### Consigne
D'après le récit de la pause à Luirojärvi, combien de jours a-t-il fallu pour rejoindre le lac ?

### Texte fourni
Jour 6 - Pause à Luirojärvi

J'ai finalement rattrapé mon retard. J'ai mis trois jours pour rejoindre le lac de Luirojärvi. Je peux donc me permettre de passer plusieurs journées ici. Ça tombe bien, j'avais envie de faire une pause.
Le 27/03/2022

La météo dicte le programme

J'aurais aimé me lancer dans l'ascension du Sokosti, le plus haut sommet de la région, mais le ciel est encore bouché par les nuages. Monter sur un point culminant pour ne rien voir, ce serait un peu dommage. Les prévisions météo que je reçois sur mon récepteur satellite me disent que ça devrait être mieux le lendemain. Sachant ça, je préfère attendre pour me lancer là dedans. Je vais donc en profiter pour lever le pied aujourd'hui et aller me promener dans les alentours du refuge, à la recherche d'animaux et de leurs traces.

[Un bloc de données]
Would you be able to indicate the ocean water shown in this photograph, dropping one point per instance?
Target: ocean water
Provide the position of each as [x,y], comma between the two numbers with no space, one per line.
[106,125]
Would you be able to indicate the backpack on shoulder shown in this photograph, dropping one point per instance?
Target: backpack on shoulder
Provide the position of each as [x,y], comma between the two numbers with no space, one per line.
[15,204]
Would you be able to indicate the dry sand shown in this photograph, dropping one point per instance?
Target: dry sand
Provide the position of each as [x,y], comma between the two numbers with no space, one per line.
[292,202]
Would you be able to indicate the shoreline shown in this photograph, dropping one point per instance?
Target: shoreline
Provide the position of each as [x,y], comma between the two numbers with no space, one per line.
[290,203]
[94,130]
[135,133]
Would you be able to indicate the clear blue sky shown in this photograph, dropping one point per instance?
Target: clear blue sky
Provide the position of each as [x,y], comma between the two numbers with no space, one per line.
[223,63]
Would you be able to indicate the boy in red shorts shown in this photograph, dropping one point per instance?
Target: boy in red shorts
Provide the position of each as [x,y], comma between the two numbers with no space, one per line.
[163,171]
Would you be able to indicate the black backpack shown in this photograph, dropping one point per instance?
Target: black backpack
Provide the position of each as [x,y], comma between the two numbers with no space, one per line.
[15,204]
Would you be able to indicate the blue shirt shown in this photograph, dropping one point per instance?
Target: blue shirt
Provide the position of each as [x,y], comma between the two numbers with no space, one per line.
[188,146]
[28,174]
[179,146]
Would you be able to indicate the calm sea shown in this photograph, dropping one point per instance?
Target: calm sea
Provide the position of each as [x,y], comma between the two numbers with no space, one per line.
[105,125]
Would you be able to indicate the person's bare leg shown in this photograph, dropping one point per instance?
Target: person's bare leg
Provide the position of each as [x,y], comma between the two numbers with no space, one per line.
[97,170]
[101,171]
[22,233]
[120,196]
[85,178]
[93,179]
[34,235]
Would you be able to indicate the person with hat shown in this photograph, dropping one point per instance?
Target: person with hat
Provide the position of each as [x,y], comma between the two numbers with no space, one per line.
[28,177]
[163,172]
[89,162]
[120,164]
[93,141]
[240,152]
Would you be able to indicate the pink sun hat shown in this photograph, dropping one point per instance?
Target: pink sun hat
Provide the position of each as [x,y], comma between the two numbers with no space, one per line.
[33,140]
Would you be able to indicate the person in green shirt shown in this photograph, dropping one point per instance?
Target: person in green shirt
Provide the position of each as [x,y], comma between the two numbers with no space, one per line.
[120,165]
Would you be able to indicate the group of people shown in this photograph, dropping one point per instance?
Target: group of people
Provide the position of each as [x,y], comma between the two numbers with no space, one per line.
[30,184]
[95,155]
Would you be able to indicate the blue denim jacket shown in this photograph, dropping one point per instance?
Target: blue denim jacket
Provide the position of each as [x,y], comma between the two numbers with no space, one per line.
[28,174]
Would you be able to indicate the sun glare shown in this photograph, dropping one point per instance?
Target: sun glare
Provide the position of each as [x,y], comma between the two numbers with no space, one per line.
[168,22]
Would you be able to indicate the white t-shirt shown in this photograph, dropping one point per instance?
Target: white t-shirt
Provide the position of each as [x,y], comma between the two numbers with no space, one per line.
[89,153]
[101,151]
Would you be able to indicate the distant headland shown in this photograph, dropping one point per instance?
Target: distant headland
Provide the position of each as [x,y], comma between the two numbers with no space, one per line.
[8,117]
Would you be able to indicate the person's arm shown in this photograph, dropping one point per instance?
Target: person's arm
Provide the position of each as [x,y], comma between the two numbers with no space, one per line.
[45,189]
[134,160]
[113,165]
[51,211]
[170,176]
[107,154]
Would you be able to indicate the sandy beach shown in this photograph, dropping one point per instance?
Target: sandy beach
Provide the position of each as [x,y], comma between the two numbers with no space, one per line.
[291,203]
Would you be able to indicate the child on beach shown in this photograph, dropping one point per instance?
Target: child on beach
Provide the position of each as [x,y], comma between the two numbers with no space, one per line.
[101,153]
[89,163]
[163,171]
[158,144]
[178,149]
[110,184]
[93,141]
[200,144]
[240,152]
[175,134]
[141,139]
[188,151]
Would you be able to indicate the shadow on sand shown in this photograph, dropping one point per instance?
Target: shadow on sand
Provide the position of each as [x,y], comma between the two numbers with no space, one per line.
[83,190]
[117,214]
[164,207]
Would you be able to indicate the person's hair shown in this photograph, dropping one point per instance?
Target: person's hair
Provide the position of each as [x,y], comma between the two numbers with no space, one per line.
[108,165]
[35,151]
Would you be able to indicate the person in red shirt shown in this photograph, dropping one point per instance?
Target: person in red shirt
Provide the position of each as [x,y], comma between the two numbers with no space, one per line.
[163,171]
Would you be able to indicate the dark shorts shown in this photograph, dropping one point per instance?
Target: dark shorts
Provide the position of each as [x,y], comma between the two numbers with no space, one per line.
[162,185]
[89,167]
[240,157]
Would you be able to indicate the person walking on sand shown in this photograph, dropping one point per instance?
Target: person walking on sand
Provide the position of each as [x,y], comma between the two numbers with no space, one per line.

### Réponse
Trois jours.